» Source extract
■ ■ ■ ■ ■ ■ ■
I am trying to plot a scatter graph on some data with grouping. They are grouped by the column group
and I want them to have different marker styles based on the group.
Minimal working code
import matplotlib.pyplot as plt
import pandas as pd
import numpy as np
colors = ['r','g','b','y']
markers = ['o', '^', 's', 'P']
df = pd.DataFrame()
df["index"] = list(range(100))
df["data"] = np.random.randint(100, size=100)
df["group"] = np.random.randint(4, size=100)
df["color"] = df.apply(lambda x: colors[x["group"]], axis=1)
df["marker"] = df.apply(lambda x: markers[x["group"]], axis=1)
plt.scatter(x=df["index"], y=df["data"], c=df["color"])
# What I thought would have worked
# plt.scatter(x=df["index"], y=df["data"], c=df["color"], marker=df["marker"])
plt.show()
What I want
I want the groups to have different marker styles as well. For example the red entries will have marker "o" (big dot), green entries with marker "^" (upward triangle) and so on.
What I tried
I thought
plt.scatter(x=df["index"], y=df["data"], c=df["color"], marker=df["marker"])
would have worked but nope...
TypeError: 'Series' objects are mutable, thus they cannot be hashed
I can for
loop over the DataFrame and group the entries by their group
. Then plot them with the marker
argument set with the list defined (like plt.scatter(..., marker=markers[group])
. That would result in 4 plt.scatter(...)
as there are 4 groups in total. But that is ugly IMO to loop through a DataFrame row by row and I strongly believe there is a better way.
Thanks in advance!
■ ■ ■ ■ ■ ■ ■
» Study material
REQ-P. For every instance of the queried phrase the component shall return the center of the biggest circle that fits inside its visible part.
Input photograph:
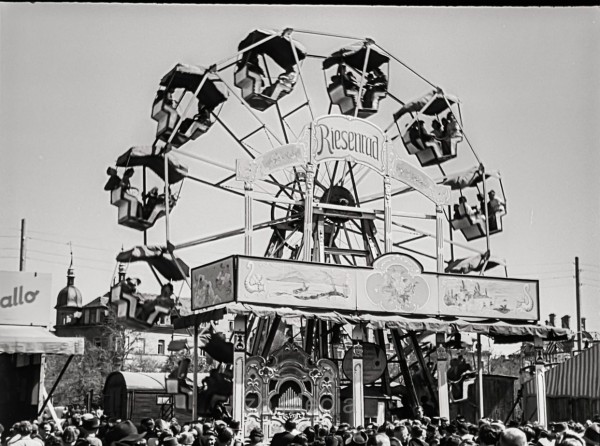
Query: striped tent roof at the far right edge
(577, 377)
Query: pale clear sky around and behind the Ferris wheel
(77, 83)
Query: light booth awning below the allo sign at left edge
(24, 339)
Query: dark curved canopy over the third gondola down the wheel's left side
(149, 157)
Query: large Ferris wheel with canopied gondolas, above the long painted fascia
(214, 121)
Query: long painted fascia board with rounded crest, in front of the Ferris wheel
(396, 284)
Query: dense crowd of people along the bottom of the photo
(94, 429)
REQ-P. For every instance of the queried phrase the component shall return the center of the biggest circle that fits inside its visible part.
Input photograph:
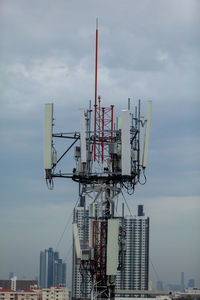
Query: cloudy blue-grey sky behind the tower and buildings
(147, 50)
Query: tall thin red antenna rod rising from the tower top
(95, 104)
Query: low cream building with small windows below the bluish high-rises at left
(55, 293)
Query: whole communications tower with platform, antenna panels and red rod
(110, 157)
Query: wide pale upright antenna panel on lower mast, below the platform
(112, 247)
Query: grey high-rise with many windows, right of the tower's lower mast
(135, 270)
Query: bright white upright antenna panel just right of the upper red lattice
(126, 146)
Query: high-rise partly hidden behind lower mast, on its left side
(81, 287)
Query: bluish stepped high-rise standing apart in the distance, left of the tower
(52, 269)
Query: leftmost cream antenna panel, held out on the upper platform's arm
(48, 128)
■ ■ ■ ■ ■ ■ ■
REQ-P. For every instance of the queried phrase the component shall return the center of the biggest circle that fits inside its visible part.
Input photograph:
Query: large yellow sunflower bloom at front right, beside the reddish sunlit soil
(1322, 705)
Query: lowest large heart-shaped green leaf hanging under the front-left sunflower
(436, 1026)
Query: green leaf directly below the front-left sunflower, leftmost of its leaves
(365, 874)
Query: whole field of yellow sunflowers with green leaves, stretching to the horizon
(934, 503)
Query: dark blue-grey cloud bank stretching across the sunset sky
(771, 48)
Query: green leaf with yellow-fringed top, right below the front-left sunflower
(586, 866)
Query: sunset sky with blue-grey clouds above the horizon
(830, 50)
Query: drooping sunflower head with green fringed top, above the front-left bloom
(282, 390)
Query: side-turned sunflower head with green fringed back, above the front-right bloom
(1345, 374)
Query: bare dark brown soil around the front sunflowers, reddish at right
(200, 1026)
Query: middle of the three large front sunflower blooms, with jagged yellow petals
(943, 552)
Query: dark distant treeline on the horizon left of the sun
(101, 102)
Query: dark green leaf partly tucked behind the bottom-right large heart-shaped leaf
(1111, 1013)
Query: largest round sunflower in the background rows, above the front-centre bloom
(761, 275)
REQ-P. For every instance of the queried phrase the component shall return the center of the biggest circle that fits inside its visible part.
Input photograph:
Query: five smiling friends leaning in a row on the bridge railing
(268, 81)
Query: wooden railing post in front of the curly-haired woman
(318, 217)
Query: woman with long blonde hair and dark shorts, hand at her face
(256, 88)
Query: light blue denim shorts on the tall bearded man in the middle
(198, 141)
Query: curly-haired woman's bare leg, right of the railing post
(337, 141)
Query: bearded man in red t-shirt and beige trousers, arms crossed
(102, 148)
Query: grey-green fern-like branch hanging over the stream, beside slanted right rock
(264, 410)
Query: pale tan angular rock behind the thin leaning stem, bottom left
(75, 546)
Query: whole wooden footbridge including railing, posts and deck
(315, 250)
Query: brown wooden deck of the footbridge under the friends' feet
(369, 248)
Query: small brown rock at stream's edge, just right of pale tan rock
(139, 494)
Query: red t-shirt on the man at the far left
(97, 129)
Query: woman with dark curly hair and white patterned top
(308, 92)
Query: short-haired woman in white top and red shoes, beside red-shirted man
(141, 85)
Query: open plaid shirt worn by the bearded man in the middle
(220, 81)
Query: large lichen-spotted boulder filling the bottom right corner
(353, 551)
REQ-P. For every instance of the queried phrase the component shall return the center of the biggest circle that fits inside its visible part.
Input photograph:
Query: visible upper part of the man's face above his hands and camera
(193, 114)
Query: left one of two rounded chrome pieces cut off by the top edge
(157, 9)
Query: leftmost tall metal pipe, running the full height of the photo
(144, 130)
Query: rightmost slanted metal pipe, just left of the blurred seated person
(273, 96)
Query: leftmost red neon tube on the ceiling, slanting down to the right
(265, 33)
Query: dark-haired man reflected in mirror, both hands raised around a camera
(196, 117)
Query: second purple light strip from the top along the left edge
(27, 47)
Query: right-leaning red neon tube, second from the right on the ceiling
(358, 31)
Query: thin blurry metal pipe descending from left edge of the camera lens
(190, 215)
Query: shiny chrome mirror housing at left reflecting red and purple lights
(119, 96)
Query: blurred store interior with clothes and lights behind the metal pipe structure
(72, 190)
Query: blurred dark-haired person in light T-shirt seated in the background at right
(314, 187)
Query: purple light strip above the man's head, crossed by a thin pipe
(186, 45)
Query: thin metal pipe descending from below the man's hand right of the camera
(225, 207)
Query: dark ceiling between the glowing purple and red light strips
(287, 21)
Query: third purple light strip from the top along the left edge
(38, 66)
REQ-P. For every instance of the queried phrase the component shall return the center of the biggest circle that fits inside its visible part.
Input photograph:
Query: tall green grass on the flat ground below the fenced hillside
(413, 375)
■ ■ ■ ■ ■ ■ ■
» Tasks to carry out
1: In the matplotlib question, what error message appears when the marker column is passed to plt.scatter?
2: Rewrite the stretch of the matplotlib question from "What I tried" through "a better way.", substituting "clumsy" for "ugly".

» Responses
1: TypeError: 'Series' objects are mutable, thus they cannot be hashed

2:
What I tried
I thought
plt.scatter(x=df["index"], y=df["data"], c=df["color"], marker=df["marker"])
would have worked but nope...
TypeError: 'Series' objects are mutable, thus they cannot be hashed
I can for
loop over the DataFrame and group the entries by their group
. Then plot them with the marker
argument set with the list defined (like plt.scatter(..., marker=markers[group])
. That would result in 4 plt.scatter(...)
as there are 4 groups in total. But that is clumsy IMO to loop through a DataFrame row by row and I strongly believe there is a better way.